Render every line of the items below as a Markdown table with the columns Row and Line, numbering each line and leaving out blank lines.

DATA FOR PROCESSING |
----------------------------------------

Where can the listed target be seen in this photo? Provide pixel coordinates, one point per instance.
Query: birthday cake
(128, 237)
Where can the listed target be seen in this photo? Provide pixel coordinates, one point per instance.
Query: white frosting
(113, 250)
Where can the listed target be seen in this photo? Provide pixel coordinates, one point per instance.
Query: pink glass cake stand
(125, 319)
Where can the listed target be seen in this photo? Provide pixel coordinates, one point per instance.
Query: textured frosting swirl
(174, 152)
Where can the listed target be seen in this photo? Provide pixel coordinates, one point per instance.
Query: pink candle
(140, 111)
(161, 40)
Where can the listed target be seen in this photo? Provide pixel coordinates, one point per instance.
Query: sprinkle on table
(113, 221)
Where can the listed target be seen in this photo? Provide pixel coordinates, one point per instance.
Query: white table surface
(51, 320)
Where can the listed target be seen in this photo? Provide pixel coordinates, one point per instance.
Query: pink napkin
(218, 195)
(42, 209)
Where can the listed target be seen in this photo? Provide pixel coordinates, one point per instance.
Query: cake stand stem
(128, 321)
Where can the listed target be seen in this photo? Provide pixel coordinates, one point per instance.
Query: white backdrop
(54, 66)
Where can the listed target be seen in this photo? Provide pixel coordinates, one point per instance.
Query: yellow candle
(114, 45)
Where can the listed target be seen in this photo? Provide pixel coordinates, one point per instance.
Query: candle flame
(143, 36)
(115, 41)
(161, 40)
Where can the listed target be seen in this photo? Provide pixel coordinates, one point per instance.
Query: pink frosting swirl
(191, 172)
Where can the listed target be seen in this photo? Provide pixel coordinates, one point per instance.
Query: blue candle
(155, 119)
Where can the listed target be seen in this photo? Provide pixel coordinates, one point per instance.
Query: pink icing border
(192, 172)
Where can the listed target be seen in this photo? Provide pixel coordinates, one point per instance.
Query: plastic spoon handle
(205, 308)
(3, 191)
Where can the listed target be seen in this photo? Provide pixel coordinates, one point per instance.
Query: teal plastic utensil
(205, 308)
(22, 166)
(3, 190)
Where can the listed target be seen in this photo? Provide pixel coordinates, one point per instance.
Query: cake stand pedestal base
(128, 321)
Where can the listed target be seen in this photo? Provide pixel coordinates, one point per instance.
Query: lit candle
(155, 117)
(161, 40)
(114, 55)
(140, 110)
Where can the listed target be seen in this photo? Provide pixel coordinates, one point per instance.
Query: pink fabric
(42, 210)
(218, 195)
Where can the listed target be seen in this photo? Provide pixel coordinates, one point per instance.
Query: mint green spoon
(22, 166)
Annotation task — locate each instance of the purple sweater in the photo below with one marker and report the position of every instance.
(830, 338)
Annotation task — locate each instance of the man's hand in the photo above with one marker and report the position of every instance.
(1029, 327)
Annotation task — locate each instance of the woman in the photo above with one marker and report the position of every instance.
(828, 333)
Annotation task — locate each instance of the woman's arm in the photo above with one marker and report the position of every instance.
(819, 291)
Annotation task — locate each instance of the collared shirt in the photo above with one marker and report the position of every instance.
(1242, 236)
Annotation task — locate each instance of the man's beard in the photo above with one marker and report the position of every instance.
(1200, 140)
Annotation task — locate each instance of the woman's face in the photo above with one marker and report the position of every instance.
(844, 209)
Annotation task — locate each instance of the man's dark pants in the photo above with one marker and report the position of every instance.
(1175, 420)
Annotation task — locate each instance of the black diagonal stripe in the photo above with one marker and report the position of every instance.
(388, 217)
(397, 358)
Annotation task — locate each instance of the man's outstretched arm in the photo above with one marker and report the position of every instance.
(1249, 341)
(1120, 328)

----------------------------------------

ANSWER |
| Row | Line |
|---|---|
| 1 | Where can the listed target be seen in this photo? Provide pixel coordinates, one point per instance. |
| 2 | Query: birthday cake |
| 3 | (128, 237) |
| 4 | Where can the listed target be seen in this photo? Provide pixel coordinates, one point per instance. |
| 5 | Query: white frosting |
| 6 | (113, 250) |
| 7 | Where can the listed target be seen in this photo? Provide pixel coordinates, one point per instance. |
| 8 | Query: pink glass cake stand |
| 9 | (125, 319) |
| 10 | Where can the listed target be seen in this photo? Provide pixel coordinates, one point per instance. |
| 11 | Query: textured frosting swirl |
| 12 | (174, 152) |
| 13 | Where can the listed target be seen in this photo? Provide pixel coordinates, one point per instance. |
| 14 | Query: pink candle |
| 15 | (140, 111) |
| 16 | (161, 40) |
| 17 | Where can the listed target be seen in this photo? Provide pixel coordinates, one point per instance. |
| 18 | Query: sprinkle on table |
| 19 | (113, 221) |
| 20 | Where can the listed target be seen in this photo? Provide pixel coordinates, one point per instance. |
| 21 | Query: white table surface |
| 22 | (51, 320) |
| 23 | Where can the listed target be seen in this photo? Provide pixel coordinates, one point per instance. |
| 24 | Query: pink napkin |
| 25 | (218, 195) |
| 26 | (42, 209) |
| 27 | Where can the listed target be seen in this photo? Provide pixel coordinates, one point per instance. |
| 28 | Query: cake stand stem |
| 29 | (128, 321) |
| 30 | Where can the listed target be seen in this photo? Provide pixel coordinates, one point per instance. |
| 31 | Query: white backdrop |
| 32 | (54, 66) |
| 33 | Where can the listed target be seen in this photo? Provide pixel coordinates, one point per instance. |
| 34 | Query: yellow candle |
| 35 | (114, 45) |
| 36 | Where can the listed target be seen in this photo? Provide pixel coordinates, one point per instance. |
| 37 | Query: candle flame |
| 38 | (143, 36) |
| 39 | (115, 41) |
| 40 | (161, 40) |
| 41 | Where can the listed target be seen in this photo? Provide pixel coordinates, one point per instance. |
| 42 | Query: pink frosting swirl |
| 43 | (191, 172) |
| 44 | Where can the listed target be seen in this photo? Provide pixel coordinates, one point per instance. |
| 45 | Query: blue candle |
| 46 | (155, 119) |
| 47 | Where can the listed target be seen in this photo? Provide pixel coordinates, one point per instance. |
| 48 | Query: pink icing border |
| 49 | (192, 172) |
| 50 | Where can the listed target be seen in this photo? Provide pixel coordinates, one point per instance. |
| 51 | Query: plastic spoon handle |
| 52 | (205, 308) |
| 53 | (3, 191) |
| 54 | Where can the listed target be seen in this photo? Provide pixel coordinates, one point per instance. |
| 55 | Query: teal plastic utensil |
| 56 | (205, 308) |
| 57 | (22, 166) |
| 58 | (3, 190) |
| 59 | Where can the listed target be seen in this photo? Provide pixel coordinates, one point per instance. |
| 60 | Query: cake stand pedestal base |
| 61 | (128, 321) |
| 62 | Where can the listed target be seen in this photo? Provide pixel coordinates, one point per instance. |
| 63 | Query: lit candle |
| 64 | (155, 117) |
| 65 | (161, 40) |
| 66 | (114, 55) |
| 67 | (140, 110) |
| 68 | Where can the listed target be seen in this photo? Provide pixel coordinates, one point per instance. |
| 69 | Query: pink fabric |
| 70 | (42, 210) |
| 71 | (218, 195) |
| 72 | Where can the listed target be seen in this photo? Provide pixel coordinates, one point per instance. |
| 73 | Query: mint green spoon |
| 74 | (22, 166) |
| 75 | Annotation task — locate each instance of the purple sweater in the photo below with one marker and report the position of every instance. |
| 76 | (830, 338) |
| 77 | Annotation task — locate each instance of the man's hand in the photo above with one marker and report the position of every instance. |
| 78 | (1029, 327) |
| 79 | Annotation task — locate each instance of the woman in the photo above with one marker and report the position of every instance. |
| 80 | (828, 333) |
| 81 | Annotation task — locate each instance of the woman's arm in the photo above with one marker and report the position of every instance. |
| 82 | (819, 291) |
| 83 | Annotation task — locate each instance of the collared shirt in the photo above with one marker and report the position of every instance. |
| 84 | (1242, 236) |
| 85 | Annotation task — locate each instance of the man's beard in the photo above with one marker and report the position of every instance. |
| 86 | (1200, 140) |
| 87 | Annotation task — locate each instance of the woman's face in the photo above with one marker and report the position of every instance. |
| 88 | (844, 209) |
| 89 | Annotation task — locate each instance of the man's dark pants in the photo above with one marker and report the position of every instance. |
| 90 | (1175, 420) |
| 91 | Annotation task — locate each instance of the black diagonal stripe in the photo above with one marker and report the position of every instance. |
| 92 | (388, 217) |
| 93 | (397, 358) |
| 94 | Annotation task — locate each instance of the man's outstretched arm in the photo above with one marker and report the position of every instance. |
| 95 | (1249, 341) |
| 96 | (1120, 328) |